Stated goal:
Reproduce the following records verbatim, in the order given.

Materials provided:
——

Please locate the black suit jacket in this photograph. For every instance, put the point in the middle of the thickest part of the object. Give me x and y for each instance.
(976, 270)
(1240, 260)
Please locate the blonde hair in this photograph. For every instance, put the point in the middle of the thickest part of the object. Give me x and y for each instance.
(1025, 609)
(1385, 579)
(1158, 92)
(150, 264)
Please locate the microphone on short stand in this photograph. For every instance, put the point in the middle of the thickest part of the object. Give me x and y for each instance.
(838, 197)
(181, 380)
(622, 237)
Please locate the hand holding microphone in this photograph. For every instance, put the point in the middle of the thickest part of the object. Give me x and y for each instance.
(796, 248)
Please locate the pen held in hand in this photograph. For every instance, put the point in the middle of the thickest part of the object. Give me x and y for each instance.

——

The output:
Please locate the black suit jacket in this photograph. For every instance, put the point in the middle of the thickest part of the object. Give me x and y for each instance.
(976, 270)
(1240, 260)
Please locate the blonde hair in this photograph. For every instance, put the point in the middle of the thickest part of the object. Give me x and y for each instance.
(1025, 609)
(1385, 579)
(1158, 92)
(150, 264)
Please locate the microphone on short stand in this photograph. For every instance, put the point in the middle of the thickest part of the object. Give me x and y for each instance.
(838, 197)
(181, 380)
(622, 237)
Please locate the hand holding microphone in this photograph. For every instance, put the point in the middle of the thickest part of the object. Give me x and y for each instance.
(796, 248)
Please locate the pen held in hand in this photograph. For every instance, put the point in the middle of the thickest part of the object. Give me x and y for each instance.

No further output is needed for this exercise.